- ИЗБРАННЫЙ ОТРЫВОК -
---

Внутри картины. Статьи и диалоги о современном искусстве - [138]

Шрифт
Интервал

Утверждение нового визуального опыта мы находим в живописи Юло Соостера. Можем говорить, что через это утверждение он сделал возможным равноправные отношения между визуальностью и текстуальностью в работах своих младших коллег.

Конкретным примером такого равноправия был опыт иллюстрирования, изготовление книг с картинками, который был основным источником заработка художников всего этого круга. Но иллюстрирование как для Ю.  Соостера, так и для И.  Кабакова оказалось больше чем заработком. Оно стало одной из основ их метафизики. Важная для этих художников советская метафизика: парадоксы иллюстрирования текстов официальной советской культуры, связь опыта, приобретенного в советских учреждениях, с опытом жизни в коммунальных квартирах (одна из важных тем творчества И.  Кабакова), антиидеология как компонент в профессиональном самосознании «советского художника» – все это удаляется от нас сейчас по реке всемирной истории, вместе с Великим континентом, который назывался «Советский Союз».

---

- ИСХОДНЫЕ ДАННЫЕ -
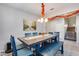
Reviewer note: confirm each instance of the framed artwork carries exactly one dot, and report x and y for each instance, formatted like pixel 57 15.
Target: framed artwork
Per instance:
pixel 29 25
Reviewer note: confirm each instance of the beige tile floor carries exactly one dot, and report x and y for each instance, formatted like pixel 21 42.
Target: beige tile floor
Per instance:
pixel 70 49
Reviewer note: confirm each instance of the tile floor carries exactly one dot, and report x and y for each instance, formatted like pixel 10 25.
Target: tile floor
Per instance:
pixel 70 49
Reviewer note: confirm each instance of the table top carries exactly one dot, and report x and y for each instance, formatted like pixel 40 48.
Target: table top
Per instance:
pixel 35 39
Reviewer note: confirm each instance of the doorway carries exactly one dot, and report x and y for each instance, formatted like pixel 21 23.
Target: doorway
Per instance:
pixel 70 33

---

- ЗАДАНИЯ -
• A. Изложите содержание отрывка в двух предложениях.
• B. Обновите часть отрывка от слов «Утверждение нового визуального» до слов «своих младших коллег.», заменив «младших коллег» на «молодых коллег».
Опирайтесь только на отрывок.

- ОТВЕТЫ ПО НОМЕРАМ -
• A. Юло Соостер утвердил в живописи новый визуальный опыт и тем сделал возможными равноправные отношения визуальности и текстуальности в работах своих младших коллег. Иллюстрирование книг, основной заработок художников этого круга, стало для Соостера и Кабакова одной из основ их метафизики, которая теперь удаляется от нас вместе с Советским Союзом.

• B.
Утверждение нового визуального опыта мы находим в живописи Юло Соостера. Можем говорить, что через это утверждение он сделал возможным равноправные отношения между визуальностью и текстуальностью в работах своих молодых коллег.